#### What you need to do:
Please reproduce the listing below word for word, keeping every line unchanged from start to finish.

----

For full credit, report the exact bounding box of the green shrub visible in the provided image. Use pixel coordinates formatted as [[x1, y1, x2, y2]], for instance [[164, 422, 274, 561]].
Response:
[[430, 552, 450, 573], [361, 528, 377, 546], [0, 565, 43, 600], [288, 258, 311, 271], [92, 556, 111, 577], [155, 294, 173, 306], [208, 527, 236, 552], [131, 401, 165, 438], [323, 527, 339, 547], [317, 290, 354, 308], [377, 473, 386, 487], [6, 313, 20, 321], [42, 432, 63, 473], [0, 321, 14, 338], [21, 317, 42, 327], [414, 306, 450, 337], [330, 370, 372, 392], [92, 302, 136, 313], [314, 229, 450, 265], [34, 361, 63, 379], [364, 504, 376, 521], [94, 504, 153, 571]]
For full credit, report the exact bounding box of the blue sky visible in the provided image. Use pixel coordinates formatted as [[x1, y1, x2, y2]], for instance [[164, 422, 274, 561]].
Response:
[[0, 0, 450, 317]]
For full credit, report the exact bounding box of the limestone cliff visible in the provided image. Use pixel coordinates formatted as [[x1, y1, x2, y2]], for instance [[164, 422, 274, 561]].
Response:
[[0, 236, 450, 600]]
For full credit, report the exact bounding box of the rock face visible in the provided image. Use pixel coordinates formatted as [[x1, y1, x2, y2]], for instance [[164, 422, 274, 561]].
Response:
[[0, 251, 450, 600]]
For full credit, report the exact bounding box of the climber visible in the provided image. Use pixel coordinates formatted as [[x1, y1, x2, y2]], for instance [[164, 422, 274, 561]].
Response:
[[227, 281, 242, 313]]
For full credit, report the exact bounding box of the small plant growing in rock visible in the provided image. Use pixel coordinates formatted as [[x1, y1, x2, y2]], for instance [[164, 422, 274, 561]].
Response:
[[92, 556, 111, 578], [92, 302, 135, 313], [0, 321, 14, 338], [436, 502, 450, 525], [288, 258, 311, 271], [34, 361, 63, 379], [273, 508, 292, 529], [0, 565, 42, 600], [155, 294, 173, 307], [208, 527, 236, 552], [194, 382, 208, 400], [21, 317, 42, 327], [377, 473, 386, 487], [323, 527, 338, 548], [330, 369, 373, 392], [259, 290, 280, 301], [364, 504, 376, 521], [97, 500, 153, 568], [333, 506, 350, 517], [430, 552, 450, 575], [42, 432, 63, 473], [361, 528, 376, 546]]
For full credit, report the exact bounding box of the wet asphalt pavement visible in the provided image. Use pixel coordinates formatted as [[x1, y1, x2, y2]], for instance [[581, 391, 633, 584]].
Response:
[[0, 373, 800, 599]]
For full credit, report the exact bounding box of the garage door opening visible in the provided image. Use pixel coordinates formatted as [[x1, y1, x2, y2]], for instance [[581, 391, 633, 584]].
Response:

----

#### Written solution:
For full credit, report the exact bounding box of the green shrub visible in the provided image. Use pixel coordinates formatted as [[x1, y1, x2, y2]], for instance [[164, 422, 274, 561]].
Response:
[[430, 552, 450, 573], [361, 528, 377, 546], [0, 565, 43, 600], [288, 258, 311, 271], [92, 556, 111, 577], [155, 294, 173, 306], [208, 527, 236, 552], [131, 401, 165, 438], [323, 527, 339, 547], [317, 290, 354, 308], [377, 473, 386, 487], [6, 313, 20, 321], [42, 432, 63, 473], [0, 321, 14, 338], [21, 317, 42, 327], [414, 306, 450, 337], [330, 370, 372, 392], [92, 302, 136, 313], [314, 229, 450, 265], [34, 361, 63, 379], [364, 504, 376, 521], [94, 504, 153, 571]]
For full credit, report the exact bounding box of the blue sky visible in the provided image. Use pixel coordinates formatted as [[x1, y1, x2, y2]], for instance [[164, 422, 274, 561]].
Response:
[[0, 0, 450, 317]]
For full credit, report the exact bounding box of the limestone cliff visible in the provided image. Use pixel coordinates formatted as [[x1, y1, x2, y2]], for instance [[164, 422, 274, 561]].
Response:
[[0, 236, 450, 600]]
For full credit, report the exact bounding box of the rock face visible in the provided image. Use pixel coordinates formatted as [[x1, y1, x2, y2]], for instance [[164, 422, 274, 561]].
Response:
[[0, 251, 450, 600]]
For full credit, report the exact bounding box of the climber visible in the provided image. Use pixel coordinates formatted as [[x1, y1, x2, y2]], for instance [[164, 422, 274, 561]].
Response:
[[227, 281, 242, 313]]
For full credit, report the exact bounding box of the small plant growing in rock visible in the provided image. Use pixel coordinates formatted as [[x1, y1, x2, y2]], for instance [[164, 422, 274, 561]].
Response:
[[92, 556, 111, 578], [92, 302, 135, 313], [0, 321, 14, 338], [436, 502, 450, 525], [288, 258, 311, 271], [34, 361, 63, 379], [273, 508, 292, 529], [0, 565, 42, 600], [155, 294, 173, 307], [208, 527, 236, 552], [194, 382, 208, 400], [21, 317, 42, 327], [377, 473, 386, 487], [323, 527, 338, 548], [330, 369, 373, 392], [259, 290, 280, 301], [364, 504, 376, 521], [97, 500, 153, 568], [333, 506, 350, 517], [430, 552, 450, 575], [42, 432, 63, 473], [361, 528, 376, 546]]
For full credit, report the exact bounding box of the wet asphalt pavement visible in the provided image. Use pixel coordinates formatted as [[x1, y1, x2, y2]], for instance [[581, 391, 633, 584]].
Response:
[[0, 373, 800, 599]]
For full credit, report the exact bounding box of the garage door opening visible in the provided image. Use pixel coordinates formatted as [[x1, y1, x2, y2]], for instance [[581, 391, 633, 584]].
Response:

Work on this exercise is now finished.